What to do – Rewrite the records from the start up to and including the line with "[107,77,140,190]", swapping "triangular rice dumpling" for "pyramid-shaped rice dumpling" and leaving everything else as it is. Give back only those lines.

Data entries –
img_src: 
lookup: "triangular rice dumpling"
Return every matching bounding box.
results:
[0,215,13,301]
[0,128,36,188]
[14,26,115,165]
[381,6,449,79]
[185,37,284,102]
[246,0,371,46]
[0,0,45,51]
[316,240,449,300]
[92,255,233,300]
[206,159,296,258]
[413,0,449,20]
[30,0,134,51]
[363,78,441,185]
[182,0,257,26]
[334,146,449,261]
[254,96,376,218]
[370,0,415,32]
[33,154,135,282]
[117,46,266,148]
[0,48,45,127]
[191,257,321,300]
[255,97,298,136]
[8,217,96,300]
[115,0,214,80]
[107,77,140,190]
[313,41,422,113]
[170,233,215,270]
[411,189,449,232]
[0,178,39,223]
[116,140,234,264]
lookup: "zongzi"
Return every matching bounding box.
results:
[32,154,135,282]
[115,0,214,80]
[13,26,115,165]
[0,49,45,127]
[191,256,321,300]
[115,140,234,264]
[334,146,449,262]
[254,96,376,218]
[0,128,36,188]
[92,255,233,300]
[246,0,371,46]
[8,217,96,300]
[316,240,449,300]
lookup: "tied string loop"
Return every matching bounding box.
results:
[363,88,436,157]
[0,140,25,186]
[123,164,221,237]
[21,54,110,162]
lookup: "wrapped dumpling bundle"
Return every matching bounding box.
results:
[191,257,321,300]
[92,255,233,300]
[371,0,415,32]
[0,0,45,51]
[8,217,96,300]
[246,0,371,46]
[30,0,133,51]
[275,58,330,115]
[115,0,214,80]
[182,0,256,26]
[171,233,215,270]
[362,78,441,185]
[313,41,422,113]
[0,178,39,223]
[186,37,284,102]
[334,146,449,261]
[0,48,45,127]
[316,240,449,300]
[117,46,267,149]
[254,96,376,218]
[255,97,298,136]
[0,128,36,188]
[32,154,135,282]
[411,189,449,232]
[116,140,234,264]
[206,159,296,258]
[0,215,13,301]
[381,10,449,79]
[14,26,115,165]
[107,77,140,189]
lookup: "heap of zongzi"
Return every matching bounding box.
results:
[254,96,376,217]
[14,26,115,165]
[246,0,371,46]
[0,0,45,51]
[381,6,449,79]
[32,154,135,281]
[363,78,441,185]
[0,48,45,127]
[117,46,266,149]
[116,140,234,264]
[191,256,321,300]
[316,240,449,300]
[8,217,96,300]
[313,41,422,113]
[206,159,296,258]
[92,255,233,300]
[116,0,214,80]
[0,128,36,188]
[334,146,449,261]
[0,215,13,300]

Task answer –
img_src: 
lookup: "pyramid-shaped rice dumpling"
Return every matching bounding box.
results:
[0,215,13,301]
[0,128,36,188]
[14,26,115,165]
[381,6,449,79]
[185,37,284,102]
[246,0,371,46]
[0,0,45,51]
[316,240,449,300]
[92,255,233,300]
[206,159,296,258]
[413,0,449,20]
[30,0,134,51]
[363,78,441,185]
[182,0,257,26]
[334,146,449,261]
[254,96,376,218]
[370,0,415,32]
[33,154,135,282]
[117,46,266,148]
[0,48,45,127]
[191,257,321,300]
[255,97,298,136]
[8,217,96,300]
[115,0,214,80]
[107,77,140,190]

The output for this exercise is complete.